TEXT SEGMENT.
-.-.-

# Cleaning products for Ibis White



## abz001 (Jun 15, 2008)

I need some advice on what cleaner/wax to get for the ibis white, usually get my mate to detail my car for me but this time i want to try it myself.

All advice gratefully recieved...


----------



## lofty (Apr 3, 2007)

I used this on my Ibis TT I had last year.I normally prefer wax to sealant,but this gave the best shine and gloss on White.http://www.cleanyourcar.co.uk/sealants/carlack-sealant-kit/prod_358.html


----------



## abz001 (Jun 15, 2008)

thanks Loafty I'll give that a try


----------



## NickP (May 6, 2002)

I've had great results on white with both the Jeffs Werkstat Acylic Range http://www.polishedbliss.co.uk/acatalog/werkstat-acrylic-kit-protect.html

And more recently the Zaino range works really well on white http://www.zainoeurope.com/


----------



## abz001 (Jun 15, 2008)

-.-.-

Items from a data source
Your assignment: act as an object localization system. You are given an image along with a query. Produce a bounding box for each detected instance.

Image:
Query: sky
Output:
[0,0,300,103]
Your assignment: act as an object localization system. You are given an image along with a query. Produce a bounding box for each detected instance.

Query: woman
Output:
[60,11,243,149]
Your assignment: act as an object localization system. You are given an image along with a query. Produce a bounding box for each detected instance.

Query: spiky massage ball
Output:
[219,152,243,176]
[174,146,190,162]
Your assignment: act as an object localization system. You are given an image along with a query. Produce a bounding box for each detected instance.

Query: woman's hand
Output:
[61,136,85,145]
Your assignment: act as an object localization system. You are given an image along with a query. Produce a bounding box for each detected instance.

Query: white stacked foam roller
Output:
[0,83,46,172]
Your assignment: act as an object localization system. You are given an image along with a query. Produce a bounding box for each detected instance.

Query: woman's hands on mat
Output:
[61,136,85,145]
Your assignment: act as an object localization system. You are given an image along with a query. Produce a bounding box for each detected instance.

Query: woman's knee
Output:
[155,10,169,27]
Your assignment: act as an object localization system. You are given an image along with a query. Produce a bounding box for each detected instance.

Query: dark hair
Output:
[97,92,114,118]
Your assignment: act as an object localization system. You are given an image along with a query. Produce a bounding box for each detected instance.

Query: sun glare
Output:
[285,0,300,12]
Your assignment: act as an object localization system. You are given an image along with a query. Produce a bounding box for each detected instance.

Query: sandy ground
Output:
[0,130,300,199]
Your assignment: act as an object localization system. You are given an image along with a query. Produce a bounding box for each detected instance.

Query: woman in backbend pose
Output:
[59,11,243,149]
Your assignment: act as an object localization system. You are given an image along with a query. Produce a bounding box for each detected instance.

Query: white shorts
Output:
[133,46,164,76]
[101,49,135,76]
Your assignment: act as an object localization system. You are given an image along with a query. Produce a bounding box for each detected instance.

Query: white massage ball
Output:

-.-.-

WORK TO COMPLETE.
(1) In the thread on cleaning products for Ibis White, which range does NickP say has more recently worked really well on white?
(2) Render this sentence from the thread on cleaning products for Ibis White in Spanish: "I need some advice on what cleaner/wax to get for the ibis white, usually get my mate to detail my car for me but this time i want to try it myself."
(3) Carry on the thread on cleaning products for Ibis White from the point where it stops.
These records have no connection to the thread on cleaning products for Ibis White.

TASK ANSWERS.
(1) The Zaino range.

(2) Necesito algunos consejos sobre qué limpiador/cera comprar para el blanco Ibis; normalmente le pido a un amigo que me haga el detallado del coche, pero esta vez quiero hacerlo por mi cuenta.

(3)
intertesting  ill look into that further aswell... might pop onto polishedbliss to get tips


----------



## NickP (May 6, 2002)

abz001 said:


> intertesting  ill look into that further aswell... might pop onto polishedbliss to get tips


Pop in and see Clark - he'll sort you out


----------



## abz001 (Jun 15, 2008)

who is clark?!


----------



## NickP (May 6, 2002)

The detailer at Polished Bliss


----------



## abz001 (Jun 15, 2008)

Is he in Aberdeen?


----------



## NickP (May 6, 2002)

Yes, based at Polished Bliss's premises


----------



## abz001 (Jun 15, 2008)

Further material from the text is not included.